**Document text**
## Start
Attached files

file filename
8-K - CURRENT REPORT - Tamir Biotechnology, Inc.alfacell_8k-030410.htm
EX-10.2 - AMENDMENT TO EACH 5% SENIOR SECURED CONVERTIBLE PROMISSORY NOTE - Tamir Biotechnology, Inc.ex10-2.htm
EX-10.1 - AMENDMENT TO SECURITIES PURCHASE AGREEMENT - Tamir Biotechnology, Inc.ex10-1.htm
Exhibit 10.3
 
 
ALFACELL CORPORATION

AMENDMENT
TO INVESTOR RIGHTS AGREEMENT

February 26, 2010

This Amendment (this “Amendment”) to that certain Investor Rights Agreement dated as of October 19, 2009 (the “Agreement”) by and among Alfacell Corporation, a Delaware corporation (the “Company”) and the Purchasers.  Capitalized terms used but not defined herein shall have the meanings ascribed to them in the Agreement.
 
RECITALS

Whereas, the Company and the Purchasers wish to amend the Agreement to extend the Filing Deadline and Effectiveness Deadline in accordance with Section 6(f) of the Agreement.
## End
**Data listing**
## Start
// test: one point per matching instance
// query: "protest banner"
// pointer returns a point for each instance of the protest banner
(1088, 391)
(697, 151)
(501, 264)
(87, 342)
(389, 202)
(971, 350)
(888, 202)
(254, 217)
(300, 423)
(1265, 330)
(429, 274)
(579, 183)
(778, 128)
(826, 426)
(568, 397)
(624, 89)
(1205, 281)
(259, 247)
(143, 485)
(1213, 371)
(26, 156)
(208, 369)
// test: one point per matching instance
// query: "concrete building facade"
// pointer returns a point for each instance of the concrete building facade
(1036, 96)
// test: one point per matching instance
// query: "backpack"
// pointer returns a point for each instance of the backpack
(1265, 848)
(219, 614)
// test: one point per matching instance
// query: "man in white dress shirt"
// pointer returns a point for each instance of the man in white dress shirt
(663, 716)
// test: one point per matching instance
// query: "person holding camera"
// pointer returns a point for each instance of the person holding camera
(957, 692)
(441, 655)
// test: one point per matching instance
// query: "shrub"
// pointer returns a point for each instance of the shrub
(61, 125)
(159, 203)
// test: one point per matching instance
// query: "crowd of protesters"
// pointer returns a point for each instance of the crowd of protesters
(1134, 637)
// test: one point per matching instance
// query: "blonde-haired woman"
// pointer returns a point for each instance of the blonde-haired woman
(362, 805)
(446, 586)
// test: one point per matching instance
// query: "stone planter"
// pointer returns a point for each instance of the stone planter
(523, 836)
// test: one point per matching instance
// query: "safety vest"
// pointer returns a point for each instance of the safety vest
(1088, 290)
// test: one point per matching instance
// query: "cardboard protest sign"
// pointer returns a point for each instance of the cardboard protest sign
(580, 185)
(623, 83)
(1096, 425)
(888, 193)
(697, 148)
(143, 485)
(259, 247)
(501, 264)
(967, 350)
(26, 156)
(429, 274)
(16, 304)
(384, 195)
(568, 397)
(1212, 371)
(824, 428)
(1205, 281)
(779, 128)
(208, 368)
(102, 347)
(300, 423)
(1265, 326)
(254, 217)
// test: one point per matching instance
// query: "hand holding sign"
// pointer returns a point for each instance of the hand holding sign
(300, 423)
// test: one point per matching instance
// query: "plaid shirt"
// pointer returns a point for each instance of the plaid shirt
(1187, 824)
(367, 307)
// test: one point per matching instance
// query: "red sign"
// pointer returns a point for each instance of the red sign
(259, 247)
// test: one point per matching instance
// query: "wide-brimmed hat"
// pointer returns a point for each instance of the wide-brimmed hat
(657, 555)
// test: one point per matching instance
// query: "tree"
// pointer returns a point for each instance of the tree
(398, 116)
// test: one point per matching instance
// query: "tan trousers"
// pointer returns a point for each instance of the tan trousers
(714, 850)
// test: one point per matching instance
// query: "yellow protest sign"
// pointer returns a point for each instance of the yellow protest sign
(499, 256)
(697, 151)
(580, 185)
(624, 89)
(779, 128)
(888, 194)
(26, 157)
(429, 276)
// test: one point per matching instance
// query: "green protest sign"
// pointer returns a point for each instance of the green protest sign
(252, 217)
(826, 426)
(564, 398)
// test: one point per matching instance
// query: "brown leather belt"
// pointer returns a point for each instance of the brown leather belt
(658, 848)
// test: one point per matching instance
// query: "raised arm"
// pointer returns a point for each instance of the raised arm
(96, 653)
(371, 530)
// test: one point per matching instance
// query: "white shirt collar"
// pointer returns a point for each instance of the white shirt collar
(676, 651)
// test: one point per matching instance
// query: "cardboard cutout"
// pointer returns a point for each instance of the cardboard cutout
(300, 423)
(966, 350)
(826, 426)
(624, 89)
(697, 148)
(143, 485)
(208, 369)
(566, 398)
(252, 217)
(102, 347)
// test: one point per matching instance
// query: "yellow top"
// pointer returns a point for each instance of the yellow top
## End
**Stated goal 1**
According to the amendment text, what date is the Investor Rights Agreement dated as of?
**Stated goal 2**
State whether each statement agrees with the amendment text, giving yes or no and quoting the words that decide it: (a) Alfacell Corporation is a Delaware corporation. (b) The amendment is dated March 4, 2010. (c) The amendment is meant to extend the Filing Deadline and Effectiveness Deadline under Section 6(f) of the Agreement.
The records are separate from the amendment text and unrelated to it.

**Solution 1**
October 19, 2009.

**Solution 2**
(a) Yes: "Alfacell Corporation, a Delaware corporation"
(b) No: "February 26, 2010"
(c) Yes: "extend the Filing Deadline and Effectiveness Deadline in accordance with Section 6(f) of the Agreement"